▸ **Given exercise**
Reproduce the lines of the material with every occurrence of "queried concept" replaced by "requested object" and everything else unchanged, leaving out the pictures.

******

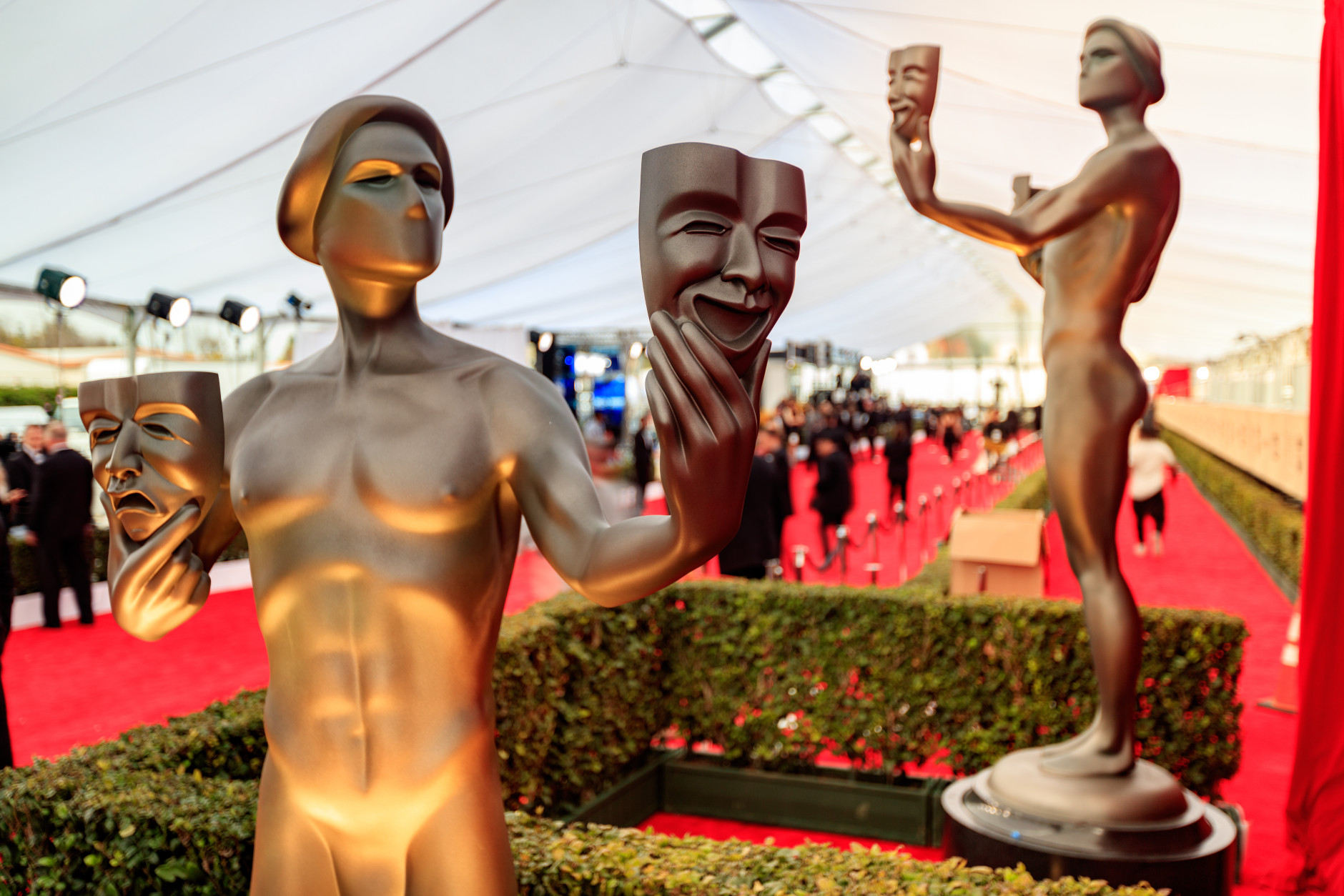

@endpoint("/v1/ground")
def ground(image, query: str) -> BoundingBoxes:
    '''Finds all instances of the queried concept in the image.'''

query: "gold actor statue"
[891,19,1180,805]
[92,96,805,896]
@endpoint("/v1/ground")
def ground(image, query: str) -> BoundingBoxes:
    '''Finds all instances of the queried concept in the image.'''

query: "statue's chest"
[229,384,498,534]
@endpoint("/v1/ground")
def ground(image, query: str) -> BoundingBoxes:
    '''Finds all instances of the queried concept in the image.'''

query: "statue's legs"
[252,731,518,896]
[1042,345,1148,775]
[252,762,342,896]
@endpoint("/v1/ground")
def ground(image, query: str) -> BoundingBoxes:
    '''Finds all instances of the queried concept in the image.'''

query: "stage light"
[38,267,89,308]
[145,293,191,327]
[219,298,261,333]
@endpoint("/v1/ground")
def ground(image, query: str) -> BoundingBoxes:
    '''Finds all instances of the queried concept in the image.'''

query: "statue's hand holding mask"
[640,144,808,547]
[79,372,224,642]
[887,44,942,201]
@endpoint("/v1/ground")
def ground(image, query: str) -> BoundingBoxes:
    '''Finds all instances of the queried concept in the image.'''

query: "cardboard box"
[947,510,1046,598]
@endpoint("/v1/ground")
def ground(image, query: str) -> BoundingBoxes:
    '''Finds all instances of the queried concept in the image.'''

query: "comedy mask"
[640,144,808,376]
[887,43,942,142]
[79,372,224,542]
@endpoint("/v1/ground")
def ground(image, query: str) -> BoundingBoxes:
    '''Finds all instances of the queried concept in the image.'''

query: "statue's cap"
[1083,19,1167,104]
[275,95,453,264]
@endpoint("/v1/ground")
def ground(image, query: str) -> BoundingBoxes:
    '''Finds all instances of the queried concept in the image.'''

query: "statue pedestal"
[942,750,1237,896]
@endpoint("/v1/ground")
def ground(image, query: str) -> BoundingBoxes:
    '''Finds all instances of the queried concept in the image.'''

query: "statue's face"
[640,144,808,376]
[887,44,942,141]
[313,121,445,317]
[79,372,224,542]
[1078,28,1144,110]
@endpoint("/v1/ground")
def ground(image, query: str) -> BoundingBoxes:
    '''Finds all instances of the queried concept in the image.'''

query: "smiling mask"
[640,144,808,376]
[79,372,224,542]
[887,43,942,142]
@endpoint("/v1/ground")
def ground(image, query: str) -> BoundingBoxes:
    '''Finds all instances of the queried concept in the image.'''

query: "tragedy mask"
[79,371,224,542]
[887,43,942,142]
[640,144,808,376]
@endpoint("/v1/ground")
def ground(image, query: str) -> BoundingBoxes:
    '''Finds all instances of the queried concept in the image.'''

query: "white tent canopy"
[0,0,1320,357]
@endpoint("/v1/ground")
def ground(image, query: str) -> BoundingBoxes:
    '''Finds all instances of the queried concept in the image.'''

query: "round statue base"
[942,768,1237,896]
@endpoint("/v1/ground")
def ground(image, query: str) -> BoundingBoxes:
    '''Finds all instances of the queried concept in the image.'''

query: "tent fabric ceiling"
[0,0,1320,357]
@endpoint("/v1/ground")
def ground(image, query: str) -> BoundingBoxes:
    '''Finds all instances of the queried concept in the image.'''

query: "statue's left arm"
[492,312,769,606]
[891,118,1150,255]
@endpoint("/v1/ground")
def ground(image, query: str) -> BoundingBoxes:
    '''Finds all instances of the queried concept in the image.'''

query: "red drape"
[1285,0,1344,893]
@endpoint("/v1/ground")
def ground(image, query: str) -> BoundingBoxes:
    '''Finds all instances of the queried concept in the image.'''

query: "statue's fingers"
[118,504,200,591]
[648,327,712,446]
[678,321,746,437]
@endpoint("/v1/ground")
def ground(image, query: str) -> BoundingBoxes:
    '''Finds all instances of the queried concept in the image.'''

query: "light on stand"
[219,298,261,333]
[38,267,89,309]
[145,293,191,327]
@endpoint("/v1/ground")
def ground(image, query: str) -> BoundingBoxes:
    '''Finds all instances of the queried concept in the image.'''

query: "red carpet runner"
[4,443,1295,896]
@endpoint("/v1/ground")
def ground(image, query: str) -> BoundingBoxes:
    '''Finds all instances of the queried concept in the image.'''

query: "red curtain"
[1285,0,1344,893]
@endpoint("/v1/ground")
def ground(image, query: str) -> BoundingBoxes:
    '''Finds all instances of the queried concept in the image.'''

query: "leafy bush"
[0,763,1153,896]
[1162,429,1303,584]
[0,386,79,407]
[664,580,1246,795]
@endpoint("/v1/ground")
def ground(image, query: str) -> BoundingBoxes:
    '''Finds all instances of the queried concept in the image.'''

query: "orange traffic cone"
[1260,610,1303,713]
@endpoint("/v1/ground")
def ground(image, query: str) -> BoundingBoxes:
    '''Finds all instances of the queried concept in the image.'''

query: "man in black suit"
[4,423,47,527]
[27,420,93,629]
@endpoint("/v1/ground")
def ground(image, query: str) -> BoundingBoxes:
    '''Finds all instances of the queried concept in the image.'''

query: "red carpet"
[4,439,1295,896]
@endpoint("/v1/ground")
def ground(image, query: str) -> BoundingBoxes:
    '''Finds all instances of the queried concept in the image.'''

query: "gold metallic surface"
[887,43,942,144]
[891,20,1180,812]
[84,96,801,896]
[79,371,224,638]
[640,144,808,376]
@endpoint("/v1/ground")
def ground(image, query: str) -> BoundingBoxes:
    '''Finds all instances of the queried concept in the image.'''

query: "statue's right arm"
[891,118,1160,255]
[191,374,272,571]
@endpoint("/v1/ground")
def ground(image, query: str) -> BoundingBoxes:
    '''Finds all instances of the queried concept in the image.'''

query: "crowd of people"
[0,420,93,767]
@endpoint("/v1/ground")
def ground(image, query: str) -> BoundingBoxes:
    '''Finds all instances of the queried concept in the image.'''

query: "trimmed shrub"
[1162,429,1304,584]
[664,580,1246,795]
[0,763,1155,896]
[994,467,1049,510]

******

▸ **Complete response**
@endpoint("/v1/ground")
def ground(image, query: str) -> BoundingBoxes:
    '''Finds all instances of the requested object in the image.'''

query: "gold actor statue"
[891,19,1180,805]
[92,96,805,896]
@endpoint("/v1/ground")
def ground(image, query: str) -> BoundingBoxes:
    '''Finds all instances of the requested object in the image.'''

query: "statue's chest"
[229,384,498,534]
@endpoint("/v1/ground")
def ground(image, query: str) -> BoundingBoxes:
    '''Finds all instances of the requested object in the image.'''

query: "statue's legs"
[252,731,518,896]
[1042,345,1148,775]
[252,762,342,896]
@endpoint("/v1/ground")
def ground(image, query: str) -> BoundingBoxes:
    '''Finds all instances of the requested object in the image.'''

query: "stage light"
[38,267,89,308]
[145,293,191,327]
[219,298,261,333]
@endpoint("/v1/ground")
def ground(image, query: str) -> BoundingBoxes:
    '''Finds all instances of the requested object in the image.'''

query: "statue's hand holding mask"
[640,144,808,547]
[79,372,224,642]
[887,44,942,201]
@endpoint("/v1/ground")
def ground(image, query: str) -> BoundingBoxes:
    '''Finds all instances of the requested object in the image.'''

query: "cardboard box"
[947,510,1046,598]
@endpoint("/v1/ground")
def ground(image, query: str) -> BoundingBoxes:
    '''Finds all instances of the requested object in the image.'''

query: "comedy mask"
[640,144,808,376]
[887,43,942,142]
[79,372,224,542]
@endpoint("/v1/ground")
def ground(image, query: str) -> BoundingBoxes:
    '''Finds all instances of the requested object in the image.'''

query: "statue's cap"
[1083,19,1167,104]
[275,95,453,264]
@endpoint("/v1/ground")
def ground(image, query: str) -> BoundingBoxes:
    '''Finds all instances of the requested object in the image.'''

query: "statue pedestal"
[942,750,1237,896]
@endpoint("/v1/ground")
def ground(image, query: str) -> BoundingBoxes:
    '''Finds all instances of the requested object in the image.'''

query: "statue's face"
[640,144,808,376]
[887,44,942,141]
[313,121,445,317]
[79,372,224,542]
[1078,28,1144,110]
@endpoint("/v1/ground")
def ground(image, query: str) -> BoundingBoxes:
    '''Finds all instances of the requested object in the image.'''

query: "smiling mask"
[640,144,808,376]
[79,372,224,542]
[887,43,942,142]
@endpoint("/v1/ground")
def ground(image, query: str) -> BoundingBoxes:
    '''Finds all instances of the requested object in the image.'''

query: "tragedy mask"
[79,371,224,542]
[887,43,942,142]
[640,144,808,376]
@endpoint("/v1/ground")
def ground(image, query: str) -> BoundingBoxes:
    '''Finds all instances of the requested object in the image.'''

query: "white tent canopy"
[0,0,1320,357]
@endpoint("/v1/ground")
def ground(image, query: str) -> BoundingBoxes:
    '''Finds all instances of the requested object in the image.'''

query: "round statue base"
[942,768,1237,896]
@endpoint("/v1/ground")
def ground(image, query: str) -> BoundingBoxes:
    '''Finds all instances of the requested object in the image.'''

query: "tent fabric ceiling"
[0,0,1320,357]
@endpoint("/v1/ground")
def ground(image, query: str) -> BoundingBoxes:
    '''Finds all instances of the requested object in the image.'''

query: "statue's left arm"
[492,312,769,606]
[891,118,1150,255]
@endpoint("/v1/ground")
def ground(image, query: str) -> BoundingBoxes:
    '''Finds all instances of the requested object in the image.'''

query: "red drape"
[1285,0,1344,893]
@endpoint("/v1/ground")
def ground(image, query: str) -> BoundingBoxes:
    '''Finds all instances of the requested object in the image.'''

query: "statue's fingers"
[118,504,200,591]
[648,327,712,446]
[678,321,746,437]
@endpoint("/v1/ground")
def ground(image, query: str) -> BoundingBoxes:
    '''Finds all instances of the requested object in the image.'''

query: "light on stand"
[219,298,261,333]
[38,267,89,309]
[145,293,191,327]
@endpoint("/v1/ground")
def ground(image, query: str) -> BoundingBoxes:
    '''Finds all instances of the requested object in the image.'''

query: "red carpet runner"
[4,443,1295,896]
@endpoint("/v1/ground")
def ground(image, query: str) -> BoundingBoxes:
    '''Finds all instances of the requested object in the image.'''

query: "red curtain"
[1285,0,1344,893]
@endpoint("/v1/ground")
def ground(image, query: str) -> BoundingBoxes:
    '''Finds all instances of the requested object in the image.'''

query: "leafy bush"
[0,763,1153,896]
[1162,429,1303,584]
[0,386,79,407]
[664,580,1246,795]
@endpoint("/v1/ground")
def ground(image, query: str) -> BoundingBoxes:
    '''Finds all instances of the requested object in the image.'''

query: "orange traffic cone"
[1260,610,1303,713]
@endpoint("/v1/ground")
def ground(image, query: str) -> BoundingBoxes:
    '''Finds all instances of the requested object in the image.'''

query: "man in black suit"
[4,423,47,527]
[27,420,93,629]
@endpoint("/v1/ground")
def ground(image, query: str) -> BoundingBoxes:
    '''Finds all instances of the requested object in the image.'''

query: "red carpet"
[4,439,1295,896]
@endpoint("/v1/ground")
def ground(image, query: str) -> BoundingBoxes:
    '''Finds all instances of the requested object in the image.'''

query: "gold metallic surface"
[887,43,942,144]
[891,20,1180,812]
[84,96,801,896]
[79,371,224,638]
[640,144,808,376]
@endpoint("/v1/ground")
def ground(image, query: str) -> BoundingBoxes:
    '''Finds all instances of the requested object in the image.'''

query: "statue's right arm"
[891,118,1160,255]
[191,374,272,571]
@endpoint("/v1/ground")
def ground(image, query: str) -> BoundingBoxes:
    '''Finds all instances of the requested object in the image.'''

query: "crowd of people"
[0,420,93,767]
@endpoint("/v1/ground")
def ground(image, query: str) -> BoundingBoxes:
    '''Finds all instances of the requested object in the image.'''

query: "trimmed shrub"
[1162,429,1304,584]
[664,580,1246,795]
[0,763,1155,896]
[994,467,1049,510]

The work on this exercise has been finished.